═══ PASSAGE SHOWN

Law enforcement has become a real challenge and police officers are killed regularly by armed civil actors. In October 2020, during the EndSARS protests, 205 police stations all over the country were attacked and 22 police officers killed. All over the country, the police are being hunted and killed. This could be a turning point in State-society relations as more citizens define the police as the enemy and expand these attacks. It is a time for hard questions about how we got to this situation and what we can do to return to peaceful co-existence. The first element is to unmask how the people came to perceive security agencies as their enemy although the slogan of the Nigerian Police Force is that the POLICE IS YOUR FRIEND.
(2) End State Centric Security Provisioning
According to Max Weber, the state is that “human community that (successfully) claims the monopoly of the legitimate use of violence within a given territory.” The monopoly is justified on the basis that the state, through its security agencies, protects members of the society from external aggression and the internal violation of the rights of citizens. They have the role of protectors of citizens and the community. This new conception is a radical departure from the previous approach in feudal society where power and the use of military might be conceived as being an instrument for the gratification of the ruler. Indeed, for most of human history, rulers and the law were synonymous. The law of the land was what the rulers wanted and the exercise of power was rooted in arbitrariness. No wander, the French King, Louis 14th could pronounce the state in whose name laws are made was synonymous with him “l’Etat c’est moi” – he was the state.
The modern state is able to promote cordial relations between security agencies and the people on the basis of the exercise of the rule of law. It was J-J Rousseau who first made the point that the new human being is a citizen and citizens don’t like obeying human beings, they prefer obeying laws. The rule of law therefore developed in the context of the transition from authoritarianism to democratic culture. The new tradition is rooted in the new departure signalled by the French revolution of “liberty, equality and fraternity” so eloquently expressed in the Declaration of the Rights of Man (we would add Woman) and the Citizen of 1789. It led to the abolition of privileges, the assertion of the legitimacy of representative institutions and the rule of law. Rule of law is simple; it affirms the equality of all before the law.

══════
═══ MATERIAL SHOWN

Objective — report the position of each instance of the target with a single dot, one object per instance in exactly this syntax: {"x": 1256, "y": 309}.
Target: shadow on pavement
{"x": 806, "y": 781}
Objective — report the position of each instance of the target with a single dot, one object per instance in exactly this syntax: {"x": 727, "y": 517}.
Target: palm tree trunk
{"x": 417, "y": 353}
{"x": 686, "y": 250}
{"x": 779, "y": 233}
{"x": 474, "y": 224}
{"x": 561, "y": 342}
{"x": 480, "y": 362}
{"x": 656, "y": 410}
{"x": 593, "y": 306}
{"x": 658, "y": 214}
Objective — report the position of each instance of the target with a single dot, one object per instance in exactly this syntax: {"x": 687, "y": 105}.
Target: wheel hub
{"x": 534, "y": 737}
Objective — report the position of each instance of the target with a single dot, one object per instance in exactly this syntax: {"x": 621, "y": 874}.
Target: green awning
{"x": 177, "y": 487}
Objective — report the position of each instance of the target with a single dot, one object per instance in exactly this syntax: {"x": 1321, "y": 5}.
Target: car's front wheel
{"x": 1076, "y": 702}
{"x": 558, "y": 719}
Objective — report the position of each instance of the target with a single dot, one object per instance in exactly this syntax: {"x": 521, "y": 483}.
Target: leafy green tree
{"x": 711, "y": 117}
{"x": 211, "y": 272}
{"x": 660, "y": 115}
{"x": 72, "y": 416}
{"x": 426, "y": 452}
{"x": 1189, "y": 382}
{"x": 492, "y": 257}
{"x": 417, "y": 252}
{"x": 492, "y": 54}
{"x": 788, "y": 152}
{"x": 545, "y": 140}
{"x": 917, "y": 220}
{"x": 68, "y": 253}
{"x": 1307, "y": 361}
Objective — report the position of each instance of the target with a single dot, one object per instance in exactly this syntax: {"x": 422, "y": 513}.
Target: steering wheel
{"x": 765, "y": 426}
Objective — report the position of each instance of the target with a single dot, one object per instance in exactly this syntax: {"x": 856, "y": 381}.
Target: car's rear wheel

══════

> **WHAT YOU WILL DO**
1/ In the passage on policing in Nigeria, how many police stations were attacked during the EndSARS protests in October 2020?
2/ Continue the passage on policing in Nigeria from the point where it stops.

> **EXPECTED RESULTS**
1/ 205

2/
One of the major principles of political science is that although force is a central element in political systems, it cannot on its own sustain a polity. Rousseau reminds us that even the strongest is never strong enough to remain the master unless he is capable of transforming force into law and obedience into duty. It is important to recall that in Nigerian history, the colonial security apparatus was established to control and extort the people and not to protect them. Not surprisingly, the security culture that developed within the traditional actors was one of repression with an emphasis on coercion and general lack of civility towards the civilian population. The result has been corruption within the services and an attitude of serving the power elite rather than the people. Following independence, the democratic regime lasted only six years before the military took over. This meant that democratic culture did not have enough time to impregnate the security forces. The Second Republic was short lived and the Third Republic was still born. The Fourth Republic, has been different because it is now on its 25th year. This means we have run out of excuses – that democracy has always been interrupted and not allowed to mature. Nigerians are saying that they will not continue to tolerate the denial of their democratic rights.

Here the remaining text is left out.